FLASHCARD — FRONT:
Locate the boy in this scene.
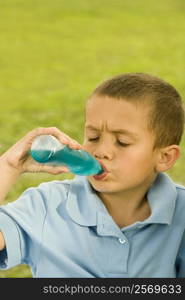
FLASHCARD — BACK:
[0,73,185,278]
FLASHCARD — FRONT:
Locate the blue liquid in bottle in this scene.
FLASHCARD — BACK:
[30,135,104,176]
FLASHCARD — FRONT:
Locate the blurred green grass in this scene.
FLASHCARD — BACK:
[0,0,185,277]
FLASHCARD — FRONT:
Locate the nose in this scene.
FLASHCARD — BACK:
[93,143,114,160]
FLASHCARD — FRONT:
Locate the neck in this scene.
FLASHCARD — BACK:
[97,176,156,227]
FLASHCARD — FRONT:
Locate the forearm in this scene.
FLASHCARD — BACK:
[0,156,21,205]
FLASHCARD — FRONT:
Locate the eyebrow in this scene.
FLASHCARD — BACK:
[85,125,138,138]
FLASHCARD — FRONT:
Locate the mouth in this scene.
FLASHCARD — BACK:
[93,161,109,180]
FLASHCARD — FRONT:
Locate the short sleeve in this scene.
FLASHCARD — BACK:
[0,184,49,269]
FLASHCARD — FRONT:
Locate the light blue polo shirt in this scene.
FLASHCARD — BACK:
[0,173,185,278]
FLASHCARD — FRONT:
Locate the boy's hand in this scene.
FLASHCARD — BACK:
[1,127,82,175]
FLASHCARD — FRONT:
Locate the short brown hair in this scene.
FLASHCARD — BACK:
[91,73,185,148]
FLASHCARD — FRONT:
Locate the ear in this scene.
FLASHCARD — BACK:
[156,145,180,172]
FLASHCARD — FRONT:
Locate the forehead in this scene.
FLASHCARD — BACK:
[86,96,149,130]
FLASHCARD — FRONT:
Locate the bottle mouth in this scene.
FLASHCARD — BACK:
[97,161,108,175]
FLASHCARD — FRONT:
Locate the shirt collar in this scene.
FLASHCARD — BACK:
[143,173,177,225]
[66,173,177,226]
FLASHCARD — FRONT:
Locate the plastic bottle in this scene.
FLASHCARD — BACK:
[30,135,104,176]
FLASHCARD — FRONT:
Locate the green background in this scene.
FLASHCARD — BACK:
[0,0,185,277]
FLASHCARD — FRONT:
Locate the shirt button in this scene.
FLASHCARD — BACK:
[119,239,126,244]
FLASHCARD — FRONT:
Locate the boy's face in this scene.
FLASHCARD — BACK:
[83,96,157,193]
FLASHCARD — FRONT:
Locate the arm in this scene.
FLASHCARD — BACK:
[0,127,82,250]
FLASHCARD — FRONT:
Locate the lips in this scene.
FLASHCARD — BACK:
[93,161,109,180]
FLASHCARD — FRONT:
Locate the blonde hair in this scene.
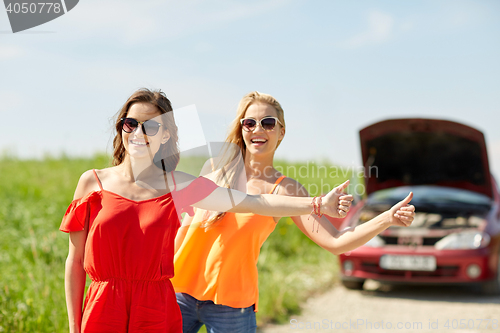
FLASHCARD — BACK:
[226,91,285,159]
[202,91,285,227]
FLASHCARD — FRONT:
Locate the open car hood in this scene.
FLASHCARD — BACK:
[359,118,493,198]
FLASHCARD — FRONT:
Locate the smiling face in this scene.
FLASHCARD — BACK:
[122,102,170,159]
[241,103,285,155]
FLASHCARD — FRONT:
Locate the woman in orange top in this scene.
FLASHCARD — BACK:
[60,89,368,333]
[172,92,415,333]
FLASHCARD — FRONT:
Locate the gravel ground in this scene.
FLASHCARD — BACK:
[259,281,500,333]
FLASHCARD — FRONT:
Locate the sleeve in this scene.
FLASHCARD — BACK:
[173,177,219,216]
[59,192,97,232]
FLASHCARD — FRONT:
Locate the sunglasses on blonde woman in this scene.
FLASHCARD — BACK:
[240,117,283,132]
[120,118,161,136]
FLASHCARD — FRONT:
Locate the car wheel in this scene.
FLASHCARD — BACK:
[481,256,500,295]
[342,280,365,290]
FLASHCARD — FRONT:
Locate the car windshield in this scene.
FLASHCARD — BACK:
[367,185,491,209]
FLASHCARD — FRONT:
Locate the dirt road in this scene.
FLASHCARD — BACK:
[260,281,500,333]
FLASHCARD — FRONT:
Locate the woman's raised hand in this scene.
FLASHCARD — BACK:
[321,181,353,218]
[389,192,415,227]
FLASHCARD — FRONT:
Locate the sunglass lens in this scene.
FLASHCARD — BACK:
[260,118,276,131]
[123,118,139,133]
[241,119,257,131]
[144,121,160,136]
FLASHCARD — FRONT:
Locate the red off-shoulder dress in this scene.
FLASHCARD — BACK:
[59,170,217,333]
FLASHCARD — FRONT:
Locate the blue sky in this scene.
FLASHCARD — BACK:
[0,0,500,177]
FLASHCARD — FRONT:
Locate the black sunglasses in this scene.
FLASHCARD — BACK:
[120,118,161,136]
[240,117,283,132]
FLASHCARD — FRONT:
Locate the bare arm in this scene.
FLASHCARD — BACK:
[64,230,87,333]
[64,171,98,333]
[283,182,415,254]
[174,210,196,253]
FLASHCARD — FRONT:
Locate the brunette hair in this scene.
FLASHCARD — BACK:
[113,88,180,172]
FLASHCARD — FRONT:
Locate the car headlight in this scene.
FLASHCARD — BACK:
[434,230,490,250]
[365,236,385,247]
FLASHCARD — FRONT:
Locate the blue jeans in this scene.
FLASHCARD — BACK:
[175,293,257,333]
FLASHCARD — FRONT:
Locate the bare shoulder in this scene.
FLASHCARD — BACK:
[278,177,309,197]
[73,170,100,200]
[171,171,196,190]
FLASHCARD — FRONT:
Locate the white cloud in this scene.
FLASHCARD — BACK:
[343,10,394,48]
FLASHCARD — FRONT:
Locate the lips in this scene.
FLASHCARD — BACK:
[129,140,149,147]
[250,138,267,144]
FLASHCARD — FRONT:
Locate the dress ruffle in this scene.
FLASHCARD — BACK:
[59,191,101,232]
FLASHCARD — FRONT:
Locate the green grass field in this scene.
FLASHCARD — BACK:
[0,155,350,333]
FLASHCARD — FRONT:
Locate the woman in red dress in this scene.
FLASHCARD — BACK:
[60,89,372,333]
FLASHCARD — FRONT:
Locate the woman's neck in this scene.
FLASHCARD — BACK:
[121,155,153,182]
[245,152,275,179]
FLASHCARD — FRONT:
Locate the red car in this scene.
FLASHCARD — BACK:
[339,119,500,294]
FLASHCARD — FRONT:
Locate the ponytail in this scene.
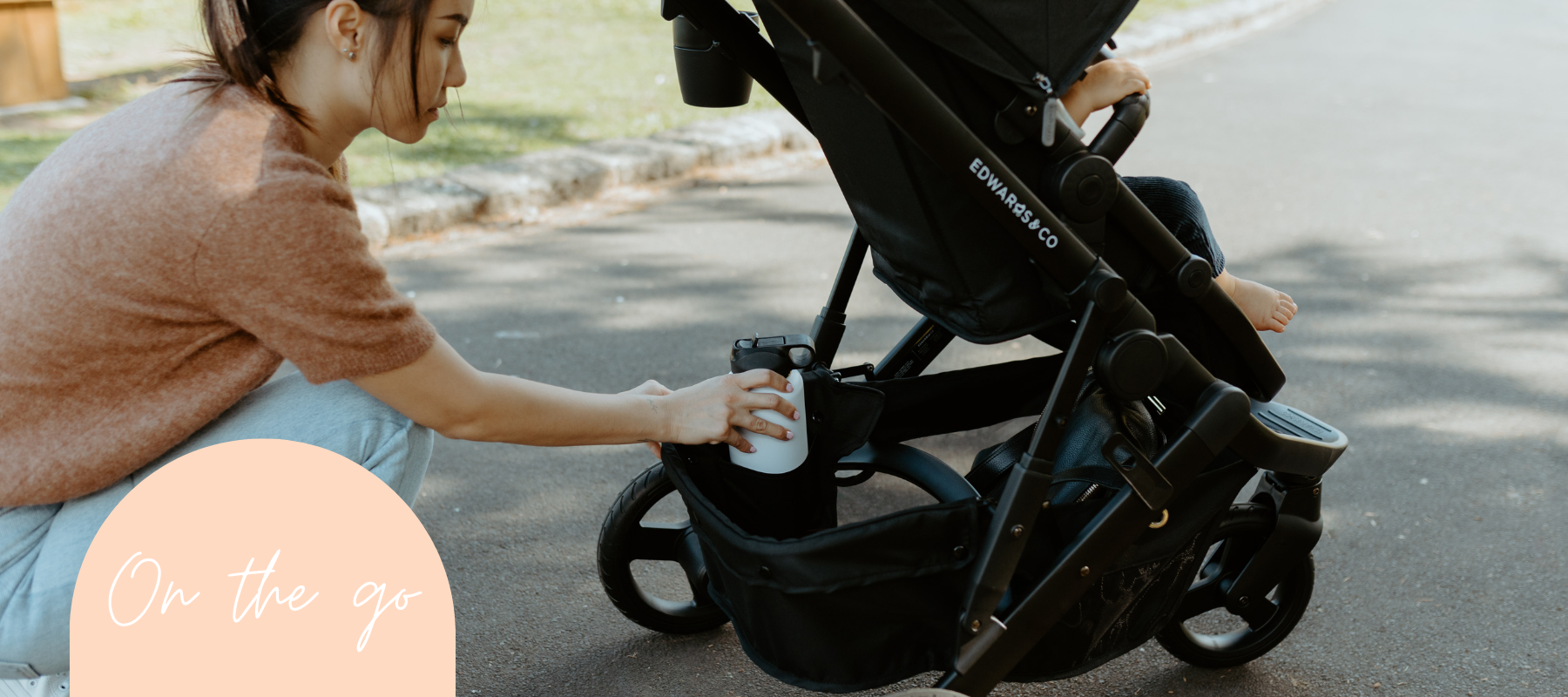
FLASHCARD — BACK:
[187,0,429,129]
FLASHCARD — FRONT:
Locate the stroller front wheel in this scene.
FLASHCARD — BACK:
[1154,504,1314,669]
[599,464,729,634]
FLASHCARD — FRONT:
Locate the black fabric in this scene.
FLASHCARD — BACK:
[864,353,1063,443]
[688,368,882,540]
[1051,389,1160,505]
[663,444,990,693]
[1121,178,1225,276]
[964,420,1044,497]
[1007,456,1258,681]
[876,0,1137,92]
[757,0,1070,344]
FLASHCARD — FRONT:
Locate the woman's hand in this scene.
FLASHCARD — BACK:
[1062,58,1154,125]
[645,368,800,452]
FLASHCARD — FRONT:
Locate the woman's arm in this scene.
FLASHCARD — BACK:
[1062,58,1154,125]
[353,337,800,452]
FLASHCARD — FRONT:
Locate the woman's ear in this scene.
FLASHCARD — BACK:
[323,0,365,59]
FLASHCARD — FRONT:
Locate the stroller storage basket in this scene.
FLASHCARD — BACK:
[663,446,990,693]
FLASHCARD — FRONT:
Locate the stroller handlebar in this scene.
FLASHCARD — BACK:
[1088,94,1149,163]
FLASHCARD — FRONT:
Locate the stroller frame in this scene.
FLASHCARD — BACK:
[598,0,1347,695]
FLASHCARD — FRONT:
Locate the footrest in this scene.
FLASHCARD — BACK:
[1231,399,1350,477]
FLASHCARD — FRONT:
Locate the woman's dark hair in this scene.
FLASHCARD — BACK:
[184,0,431,129]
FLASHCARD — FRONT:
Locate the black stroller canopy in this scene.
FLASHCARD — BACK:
[875,0,1139,92]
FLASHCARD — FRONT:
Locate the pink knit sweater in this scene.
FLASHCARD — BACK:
[0,83,436,507]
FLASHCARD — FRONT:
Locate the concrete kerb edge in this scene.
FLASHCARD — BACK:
[1115,0,1328,66]
[355,110,817,248]
[355,0,1327,248]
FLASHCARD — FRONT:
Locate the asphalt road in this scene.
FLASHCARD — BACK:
[389,0,1568,695]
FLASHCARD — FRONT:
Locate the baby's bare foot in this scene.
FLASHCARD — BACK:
[1220,274,1295,331]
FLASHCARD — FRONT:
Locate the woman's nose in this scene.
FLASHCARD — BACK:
[447,51,469,88]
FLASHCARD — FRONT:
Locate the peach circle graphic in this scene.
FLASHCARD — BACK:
[71,440,456,697]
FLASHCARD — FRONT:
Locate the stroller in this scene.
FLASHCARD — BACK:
[599,0,1347,695]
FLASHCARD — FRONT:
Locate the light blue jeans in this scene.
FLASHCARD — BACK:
[0,374,436,680]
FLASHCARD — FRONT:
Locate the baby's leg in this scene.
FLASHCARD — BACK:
[1121,178,1295,331]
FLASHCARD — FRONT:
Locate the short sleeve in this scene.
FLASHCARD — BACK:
[193,155,436,384]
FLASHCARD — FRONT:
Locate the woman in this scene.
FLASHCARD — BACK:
[0,0,798,680]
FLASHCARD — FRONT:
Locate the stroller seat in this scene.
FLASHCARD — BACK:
[599,0,1347,695]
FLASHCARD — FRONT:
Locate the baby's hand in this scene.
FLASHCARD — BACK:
[1062,58,1154,125]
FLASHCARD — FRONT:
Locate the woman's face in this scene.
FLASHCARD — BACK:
[370,0,474,143]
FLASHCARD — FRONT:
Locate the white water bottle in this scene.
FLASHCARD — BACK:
[729,369,806,474]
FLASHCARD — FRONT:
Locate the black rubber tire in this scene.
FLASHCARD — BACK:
[1154,504,1314,669]
[599,464,729,634]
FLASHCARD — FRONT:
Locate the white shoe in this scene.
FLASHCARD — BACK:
[0,673,71,697]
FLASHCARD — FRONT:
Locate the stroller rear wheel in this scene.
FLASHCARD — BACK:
[599,464,729,634]
[1154,504,1313,669]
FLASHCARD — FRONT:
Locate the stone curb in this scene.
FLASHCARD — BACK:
[355,110,817,248]
[1117,0,1327,64]
[355,0,1325,248]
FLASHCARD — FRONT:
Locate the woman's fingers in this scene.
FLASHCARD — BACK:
[735,392,800,419]
[725,430,757,452]
[733,368,795,392]
[731,413,795,441]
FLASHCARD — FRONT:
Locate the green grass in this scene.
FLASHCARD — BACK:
[0,0,1212,206]
[348,0,778,186]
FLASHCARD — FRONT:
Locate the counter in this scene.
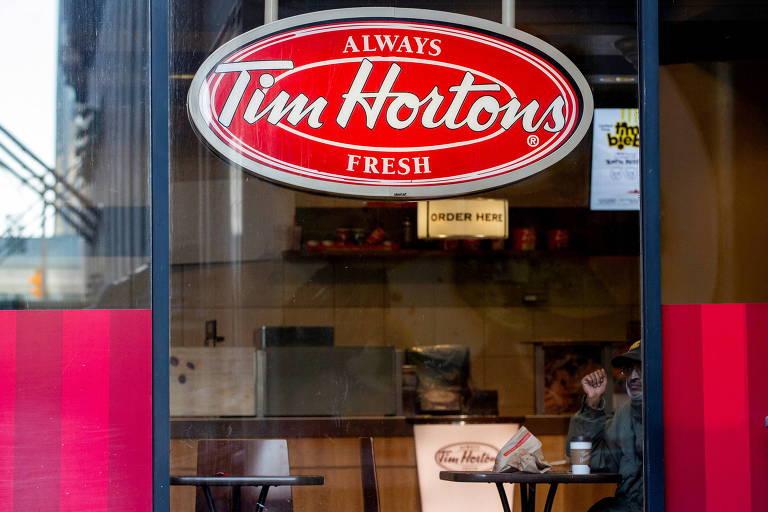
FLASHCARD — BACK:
[171,415,524,439]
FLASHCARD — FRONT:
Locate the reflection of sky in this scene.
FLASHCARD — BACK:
[0,0,58,232]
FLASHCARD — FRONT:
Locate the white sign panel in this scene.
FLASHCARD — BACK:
[416,199,509,238]
[413,423,519,512]
[590,108,640,210]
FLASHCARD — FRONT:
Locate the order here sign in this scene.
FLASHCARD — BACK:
[417,199,509,238]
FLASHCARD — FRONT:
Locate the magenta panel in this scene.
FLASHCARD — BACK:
[60,311,111,512]
[663,305,706,511]
[0,310,152,512]
[663,304,768,512]
[0,311,16,510]
[747,304,768,504]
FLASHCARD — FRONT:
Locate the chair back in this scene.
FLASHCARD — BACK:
[360,437,380,512]
[195,439,293,512]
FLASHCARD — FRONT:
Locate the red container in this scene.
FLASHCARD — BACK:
[547,229,571,251]
[513,228,536,251]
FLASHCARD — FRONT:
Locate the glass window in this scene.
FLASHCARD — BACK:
[0,0,153,510]
[169,0,642,512]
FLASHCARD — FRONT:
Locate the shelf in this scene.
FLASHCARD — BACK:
[283,249,589,260]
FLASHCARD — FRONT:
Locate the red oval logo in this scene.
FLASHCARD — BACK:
[188,8,592,199]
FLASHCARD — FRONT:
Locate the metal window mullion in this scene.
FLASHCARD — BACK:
[148,0,170,512]
[638,0,665,512]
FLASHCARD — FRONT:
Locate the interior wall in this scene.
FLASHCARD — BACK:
[171,255,639,416]
[660,61,768,304]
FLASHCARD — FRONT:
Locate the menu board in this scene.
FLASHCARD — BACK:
[589,108,640,210]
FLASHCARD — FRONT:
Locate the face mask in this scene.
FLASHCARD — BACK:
[624,379,643,400]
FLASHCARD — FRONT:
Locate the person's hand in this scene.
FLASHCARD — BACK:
[581,368,608,409]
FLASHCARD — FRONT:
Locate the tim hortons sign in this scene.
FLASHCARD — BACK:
[187,8,592,199]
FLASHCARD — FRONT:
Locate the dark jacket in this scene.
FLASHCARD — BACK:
[568,400,643,512]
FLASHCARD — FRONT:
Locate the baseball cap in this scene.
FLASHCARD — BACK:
[611,340,642,368]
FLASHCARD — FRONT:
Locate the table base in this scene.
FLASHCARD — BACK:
[496,482,558,512]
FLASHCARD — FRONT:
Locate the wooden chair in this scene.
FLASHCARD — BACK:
[360,437,380,512]
[195,439,293,512]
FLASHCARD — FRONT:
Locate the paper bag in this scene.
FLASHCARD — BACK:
[493,427,551,473]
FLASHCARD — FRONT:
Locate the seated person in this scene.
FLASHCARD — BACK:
[568,341,643,512]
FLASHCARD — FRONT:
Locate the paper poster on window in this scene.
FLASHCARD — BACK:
[589,108,640,210]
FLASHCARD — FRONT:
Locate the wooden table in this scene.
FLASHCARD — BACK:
[170,475,325,512]
[440,471,621,512]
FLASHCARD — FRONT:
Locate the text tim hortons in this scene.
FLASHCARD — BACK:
[188,9,592,199]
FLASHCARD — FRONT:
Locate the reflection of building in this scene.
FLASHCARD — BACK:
[57,0,149,305]
[0,235,85,306]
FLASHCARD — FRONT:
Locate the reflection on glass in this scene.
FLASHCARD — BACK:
[0,0,149,309]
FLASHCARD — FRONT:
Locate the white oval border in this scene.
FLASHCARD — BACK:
[187,7,594,200]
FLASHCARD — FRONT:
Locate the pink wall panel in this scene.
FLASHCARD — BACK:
[0,310,152,512]
[663,304,768,512]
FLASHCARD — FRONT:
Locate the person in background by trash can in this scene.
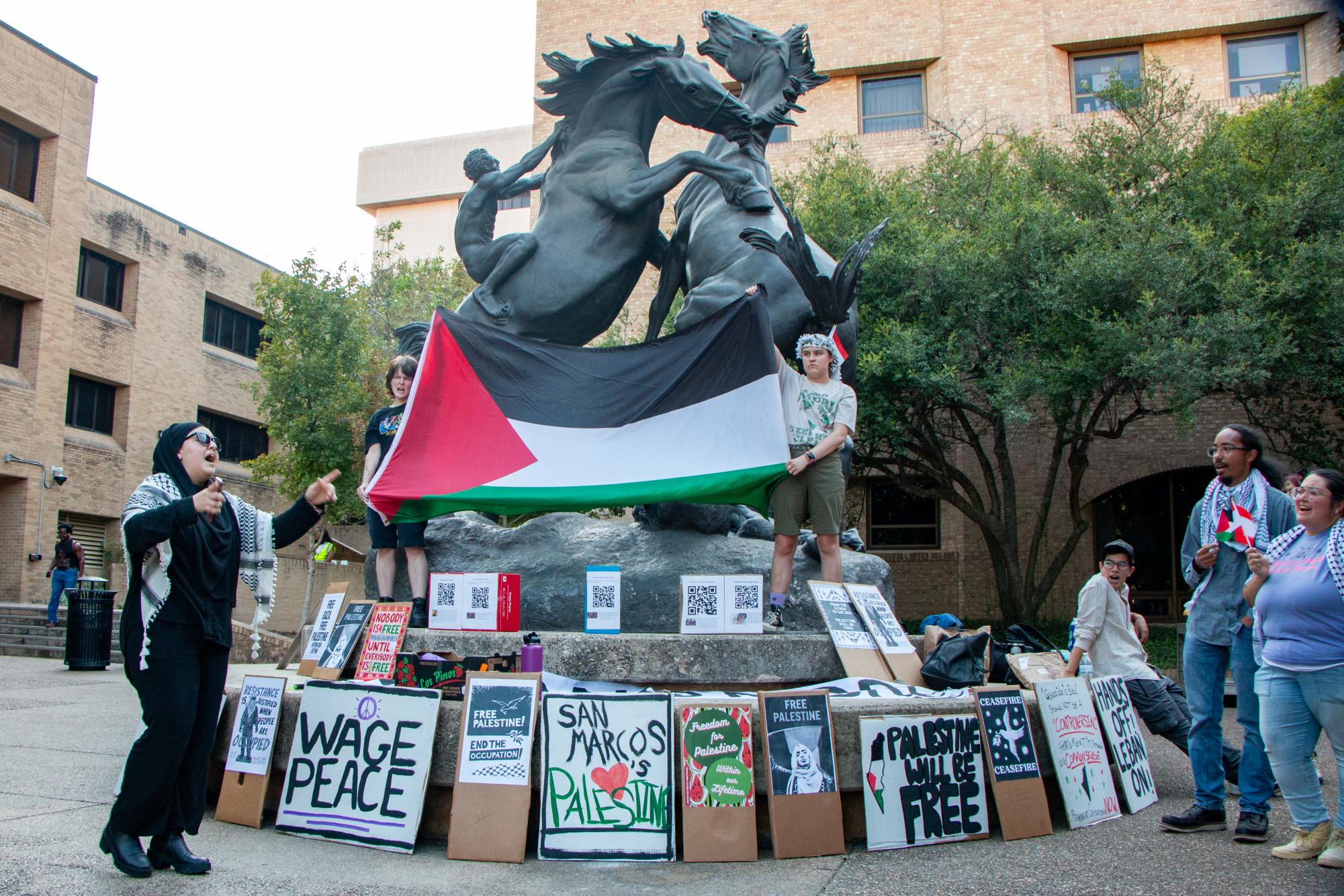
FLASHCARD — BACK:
[46,523,83,629]
[99,423,340,877]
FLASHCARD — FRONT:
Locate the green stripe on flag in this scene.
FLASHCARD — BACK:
[391,463,788,523]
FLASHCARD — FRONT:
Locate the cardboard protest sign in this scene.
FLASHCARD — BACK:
[300,582,349,677]
[808,580,891,680]
[583,566,621,634]
[275,681,439,853]
[676,703,757,862]
[1036,678,1120,827]
[427,572,463,631]
[215,676,285,827]
[313,600,373,681]
[536,693,676,861]
[844,582,925,688]
[975,686,1054,840]
[859,716,989,850]
[760,690,844,858]
[447,672,541,862]
[355,603,411,681]
[1091,676,1157,813]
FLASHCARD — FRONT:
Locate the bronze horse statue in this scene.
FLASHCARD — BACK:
[458,35,773,345]
[646,11,877,382]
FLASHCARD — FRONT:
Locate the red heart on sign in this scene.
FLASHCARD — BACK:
[588,762,630,799]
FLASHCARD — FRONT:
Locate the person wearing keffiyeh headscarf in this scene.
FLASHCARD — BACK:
[99,423,339,877]
[1160,423,1293,844]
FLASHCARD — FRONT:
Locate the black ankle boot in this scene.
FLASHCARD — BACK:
[148,833,210,875]
[98,825,153,877]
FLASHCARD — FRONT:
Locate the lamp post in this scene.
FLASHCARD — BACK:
[4,454,66,563]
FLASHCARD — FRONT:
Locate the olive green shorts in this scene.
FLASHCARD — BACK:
[770,446,844,535]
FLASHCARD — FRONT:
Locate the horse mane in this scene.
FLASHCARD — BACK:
[780,21,831,93]
[536,32,686,116]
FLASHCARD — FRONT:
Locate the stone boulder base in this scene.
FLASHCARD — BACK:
[364,513,893,633]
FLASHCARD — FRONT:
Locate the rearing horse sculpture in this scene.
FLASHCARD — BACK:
[458,35,773,345]
[646,11,866,382]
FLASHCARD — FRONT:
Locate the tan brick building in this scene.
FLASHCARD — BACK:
[0,23,363,618]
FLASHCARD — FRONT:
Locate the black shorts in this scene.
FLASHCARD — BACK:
[368,508,424,548]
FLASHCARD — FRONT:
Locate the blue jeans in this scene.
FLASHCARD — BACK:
[1181,626,1274,815]
[47,568,79,625]
[1255,666,1344,830]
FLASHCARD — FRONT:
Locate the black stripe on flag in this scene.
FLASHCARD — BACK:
[438,289,777,429]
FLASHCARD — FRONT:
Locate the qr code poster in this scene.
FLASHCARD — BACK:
[583,566,621,634]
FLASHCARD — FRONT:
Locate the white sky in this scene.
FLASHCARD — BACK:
[0,0,535,270]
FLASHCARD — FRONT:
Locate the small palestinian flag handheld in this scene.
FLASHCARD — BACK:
[1214,501,1255,551]
[368,297,789,523]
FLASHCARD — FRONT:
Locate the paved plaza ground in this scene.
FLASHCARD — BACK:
[0,657,1344,896]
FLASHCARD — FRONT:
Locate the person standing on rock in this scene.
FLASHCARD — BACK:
[98,422,340,877]
[763,304,859,631]
[357,355,429,629]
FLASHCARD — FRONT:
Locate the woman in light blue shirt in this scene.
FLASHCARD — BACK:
[1242,470,1344,868]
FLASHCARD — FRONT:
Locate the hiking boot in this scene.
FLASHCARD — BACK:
[1159,803,1227,834]
[1269,821,1331,858]
[1233,811,1269,844]
[1316,827,1344,868]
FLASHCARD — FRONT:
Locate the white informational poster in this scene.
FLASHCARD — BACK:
[1091,676,1157,813]
[844,582,915,656]
[859,715,989,850]
[583,566,621,634]
[457,677,540,785]
[1034,678,1120,827]
[275,681,441,853]
[224,676,285,775]
[429,572,463,631]
[300,591,345,660]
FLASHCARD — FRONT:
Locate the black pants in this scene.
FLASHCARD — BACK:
[107,613,228,837]
[1125,676,1242,783]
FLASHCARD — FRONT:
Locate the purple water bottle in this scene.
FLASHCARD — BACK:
[519,631,541,672]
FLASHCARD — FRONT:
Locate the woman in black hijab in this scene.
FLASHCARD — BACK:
[99,423,339,877]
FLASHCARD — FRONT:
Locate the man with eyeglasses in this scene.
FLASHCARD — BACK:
[1161,423,1294,844]
[1065,539,1241,782]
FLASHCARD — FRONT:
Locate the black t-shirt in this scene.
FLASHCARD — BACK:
[364,403,406,466]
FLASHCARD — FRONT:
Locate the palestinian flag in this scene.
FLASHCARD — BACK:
[1214,501,1255,549]
[368,297,789,523]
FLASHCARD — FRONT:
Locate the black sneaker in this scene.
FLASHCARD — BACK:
[1160,803,1227,834]
[1233,811,1269,844]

-*-

§ TASK BRIEF: Select every line of the material that contains the word "oval".

§ THE REPLY:
Locate the red oval logo in this scene.
Locate the white oval border in this scene.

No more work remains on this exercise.